===== TRECHO DO TEXTO

MÁRCIO - É sim. Parece que as pessoas não nos enxergam mais. Falta humanidade, apoio, principalmente dos passageiros. Nós somos culpados de tudo e por tudo. E estamos sozinhos conduzindo veículos grandes, pesados, difíceis de dirigir. E sozinhos para tudo.
Você se sente muito sozinho, sem apoio. E olha que eu sou praticamente nascido e criado no transporte público. Minha mãe foi a funcionária de número 022 da Empresa São Paulo.
A bagunça que está acontecendo no transporte público do Grande Recife é uma questão de segurança pública. As pessoas acham que devem fazer aquilo e não tem quem pare. Virou uma bagunça mesmo e só a polícia vai dar jeito.
E de quem a gente deveria receber atenção, que é a segurança pública, não recebemos. Muitas vezes passei por viaturas da polícia com pessoas penduradas no ônibus, até fazendo surf, e ninguém foi parado. A viatura passa e vai embora.
JC - E o passageiro, que deveria ajudar, não faz nada, correto?
MÁRCIO - A relação com o passageiro é difícil, muito difícil. Ele só quer chegar ao destino. Não quer saber se a gente parou o ônibus porque o passageiro está pendurado e pode cair, provocando uma morte ou ferimento, por exemplo. Ele só quer saber de chegar.
Muitas vezes, quando a gente para o ônibus e diz que não vai seguir viagem, eles ficam contra a gente. Não entendem a nossa posição. Não aceitam que aquele ato de parar a viagem é uma forma de reivindicarmos um direito. Ao contrário, se revoltam contra a gente, alegando que precisam chegar ao destino, ao médico, ao compromisso. É muito, muito difícil.
Cristiano Alves, 46 anos, está há dez no transporte público, sendo quatro como cobrador e seis como motorista. Desde que entrou no setor, sonhava em conduzir ônibus. Atualmente, depois das dificuldades enfrentadas, confessa que perdeu o encanto.
E não é para menos. Além do motor quente e dianteiro dos coletivos, ao lado do seu corpo o dia inteiro, o trânsito que prolonga o percurso e dificulta o cumprimento de horários, há a violência.
O profissional foi agredido a socos por dois passageiros que invadiram o ônibus sem pagar a passagem. Pego de surpresa e sozinho no veículo, por pouco não provocou uma colisão com o ônibus.
Na entrevista abaixo, ele relata as razões da agressão e a tristeza de seguir na profissão de motorista de ônibus.
JC - Como e por que você foi agredido fisicamente por passageiros?
CRISTIANO - Tudo começou no sábado antes das Eleições 2022. Eu parei o coletivo para desembarque no TI Xambá (em Olinda) e não vi que dois passageiros subiram pela porta de trás, o que é proibido. Segui para a área de embarque e, nesse momento, um dos homens começou a me ameaçar. Eu decidi não seguir viagem e tive que fazer um registro (BO) para a empresa, explicando as ameaças e a razão de não seguir com a viagem.

==========
===== DADOS ARMAZENADOS

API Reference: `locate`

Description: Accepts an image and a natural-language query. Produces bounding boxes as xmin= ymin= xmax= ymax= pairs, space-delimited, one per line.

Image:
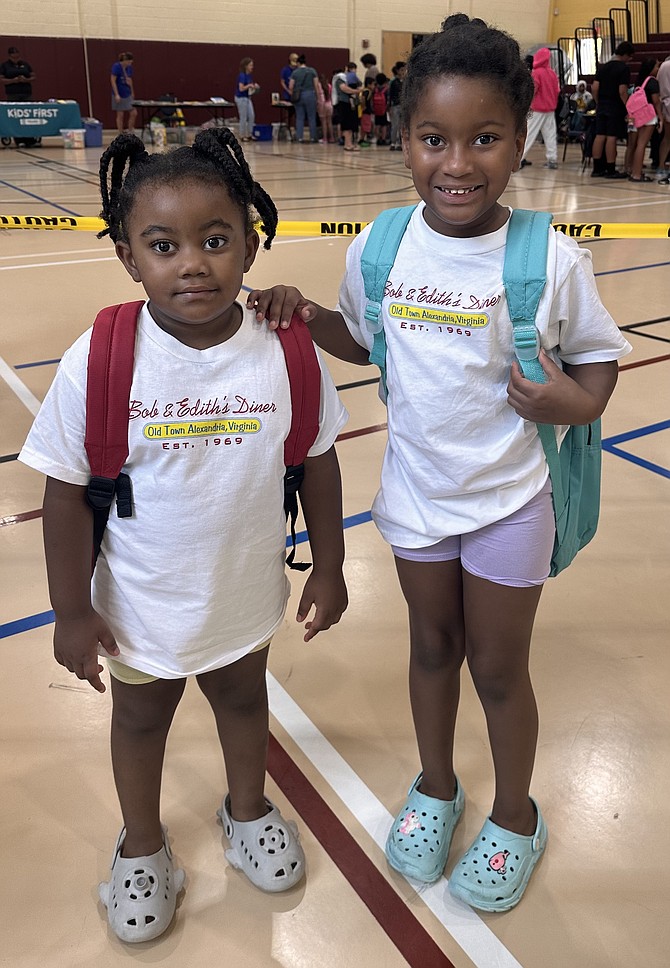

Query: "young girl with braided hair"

xmin=248 ymin=14 xmax=630 ymax=911
xmin=21 ymin=128 xmax=347 ymax=942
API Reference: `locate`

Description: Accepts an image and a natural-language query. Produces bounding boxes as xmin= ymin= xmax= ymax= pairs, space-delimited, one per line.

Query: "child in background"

xmin=521 ymin=47 xmax=561 ymax=168
xmin=372 ymin=71 xmax=389 ymax=148
xmin=20 ymin=128 xmax=347 ymax=942
xmin=345 ymin=61 xmax=363 ymax=88
xmin=388 ymin=61 xmax=407 ymax=151
xmin=358 ymin=77 xmax=375 ymax=148
xmin=247 ymin=14 xmax=630 ymax=911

==========

# PRATIQUE:
Retome a entrevista com motoristas de ônibus do Grande Recife e dê continuidade a ela logo após a última frase apresentada.

# RESPOSTA DA TAREFA:
Até aí tudo bem. Quando foi na terça-feira, os mesmos passageiros me esperaram no terminal de Águas Compridas, em Olinda - terminal da linha que eu operava -, e me agrediram de surpresa. Eu estava com o carro parado e tinha acabado de abrir a porta para uma passageira entrar, quando eles subiram e começaram a me dar socos.
Por pouco não aconteceu uma colisão com o ônibus, já que o freio de mão não estava acionado. Se eu tivesse desmaiado, por exemplo, o coletivo poderia ter avançado sobre as pessoas ou sobre outros veículos.
Os dois ainda ficaram pendurados no coletivo em parte do percurso até o terminal. Cheguei a abrir a porta para eles entrarem, mas não quiseram. Foram pendurados até o terminal. Ainda tirei o carro de marcha, com cuidado na vida dos dois, para ser espancado depois. Levei vários socos até conseguir me proteger. Tudo isso sozinho, completamente sozinho.
JC - Tem sido difícil ser motorista de ônibus atualmente?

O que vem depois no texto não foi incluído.